#### State True or False for the statement The principal value of $\sin^{-1}\left [ \cos\left ( \sin^{-1}\frac{1}{2} \right ) \right ]$ is $\frac{\pi}{3}$

True

Principal value of sin-1 x is $\left [ -\frac{\pi}{2},\frac{\pi}{2} \right ]$

Principal value of cos-1 x is [0, π]

We have, $\sin^{-1}\left [ \cos \left [ \sin^{-1}\left (\frac{1}{2} \right ) \right ] \right ]$

As, $\sin\frac{\pi}{6}=\frac{1}{2}$  so

$\sin^{-1}\left [ \cos\left [ \sin^{-1}\left ( \frac{1}{2} \right ) \right ] \right ]=\sin^{-1}\left [ \cos\left [ \sin^{-1}\left (\sin \frac{\pi}{6} \right ) \right ] \right ]$

$\Rightarrow \sin^{-1}\left [ \cos\left [ \sin^{-1}\left ( \frac{1}{2} \right ) \right ] \right ]=\sin^{-1}\left [ \cos \left [ \frac{\pi}{6} \right ]\right ]$

As, $\cos\frac{\pi}{6}=\frac{\sqrt{3}}{2}$ so,

$\Rightarrow \sin^{-1}\left [ \cos\left [ \sin^{-1}\left ( \frac{1}{2} \right ) \right ] \right ]=\sin^{-1}\left [ \sin \left [ \frac{\pi}{3} \right ]\right ]$

$\Rightarrow \sin^{-1}\left [ \cos\left [ \sin^{-1}\left ( \frac{1}{2} \right ) \right ] \right ]=\frac{\pi}{3}$

* Annotation records:

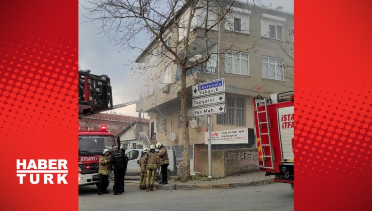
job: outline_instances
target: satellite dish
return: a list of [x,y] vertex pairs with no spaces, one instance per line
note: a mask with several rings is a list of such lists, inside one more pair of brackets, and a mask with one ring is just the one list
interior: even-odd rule
[[195,128],[198,126],[198,122],[195,120],[193,120],[190,122],[190,128]]
[[189,59],[189,61],[191,62],[197,61],[202,58],[202,54],[197,54],[196,55],[193,55],[193,57]]
[[175,140],[175,134],[173,132],[170,133],[169,135],[168,136],[168,138],[171,142],[174,141]]

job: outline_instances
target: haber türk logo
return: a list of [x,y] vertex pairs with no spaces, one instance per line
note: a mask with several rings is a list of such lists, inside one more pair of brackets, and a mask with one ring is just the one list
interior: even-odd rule
[[17,159],[20,184],[67,184],[67,161],[64,159]]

* What this exercise asks:
(A) In the inverse-sine solution, why is 1/2 replaced by sin(π/6) inside sin⁻¹?
(B) Answer these questions about the inverse-sine solution:
(i) What range does it give as the principal value of sin⁻¹ x?
(ii) What range does it give as the principal value of cos⁻¹ x?
(iii) Is the statement marked True or False?

* Responses by task:
(A) The solution replaces 1/2 with sin(π/6) because sin(π/6) = 1/2. With that replacement, sin⁻¹(sin(π/6)) becomes π/6, which leaves sin⁻¹[cos(π/6)].

(B)
(i) [−π/2, π/2]
(ii) [0, π]
(iii) True